▸ **PROBLEM DESCRIPTION**: Give back, unchanged, the lines from the one containing "indicate the white stucco" to the end of the listing, inclusive of both.

☆ ☆ ☆ ☆ ☆

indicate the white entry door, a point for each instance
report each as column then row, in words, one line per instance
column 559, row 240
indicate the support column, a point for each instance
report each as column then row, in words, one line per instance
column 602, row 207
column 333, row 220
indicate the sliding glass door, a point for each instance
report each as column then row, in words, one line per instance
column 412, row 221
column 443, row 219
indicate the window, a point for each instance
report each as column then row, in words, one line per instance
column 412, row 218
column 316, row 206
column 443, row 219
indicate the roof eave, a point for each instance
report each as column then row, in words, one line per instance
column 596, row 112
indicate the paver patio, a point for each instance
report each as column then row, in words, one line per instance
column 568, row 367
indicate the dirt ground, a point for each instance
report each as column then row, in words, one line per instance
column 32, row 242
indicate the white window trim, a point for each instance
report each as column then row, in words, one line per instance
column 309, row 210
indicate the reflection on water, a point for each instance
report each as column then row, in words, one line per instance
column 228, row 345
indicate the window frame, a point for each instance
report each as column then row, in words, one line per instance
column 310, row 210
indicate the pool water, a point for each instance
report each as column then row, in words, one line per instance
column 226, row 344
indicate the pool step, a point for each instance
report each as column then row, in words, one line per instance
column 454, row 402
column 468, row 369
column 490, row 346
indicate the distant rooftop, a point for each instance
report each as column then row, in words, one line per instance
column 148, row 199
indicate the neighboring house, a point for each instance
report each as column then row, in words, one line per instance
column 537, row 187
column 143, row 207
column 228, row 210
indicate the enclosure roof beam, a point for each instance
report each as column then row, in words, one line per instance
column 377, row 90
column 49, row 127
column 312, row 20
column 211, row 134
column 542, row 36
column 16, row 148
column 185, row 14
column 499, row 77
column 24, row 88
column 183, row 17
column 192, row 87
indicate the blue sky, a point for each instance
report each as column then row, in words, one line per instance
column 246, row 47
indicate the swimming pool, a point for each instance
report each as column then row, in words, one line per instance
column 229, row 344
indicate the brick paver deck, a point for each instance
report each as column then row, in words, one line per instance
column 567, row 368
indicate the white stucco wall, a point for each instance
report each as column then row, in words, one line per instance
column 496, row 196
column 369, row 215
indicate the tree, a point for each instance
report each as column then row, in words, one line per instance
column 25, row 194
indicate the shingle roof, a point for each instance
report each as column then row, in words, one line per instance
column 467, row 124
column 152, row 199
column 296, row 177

☆ ☆ ☆ ☆ ☆

▸ **EXPECTED ANSWER**:
indicate the white stucco wall, a point for each instance
report each as column then row, in words, one line per instance
column 496, row 196
column 369, row 215
indicate the tree, a point for each instance
report each as column then row, in words, one line per instance
column 25, row 194
indicate the shingle roof, a point for each instance
report each as column then row, in words, one line per instance
column 467, row 124
column 152, row 199
column 296, row 177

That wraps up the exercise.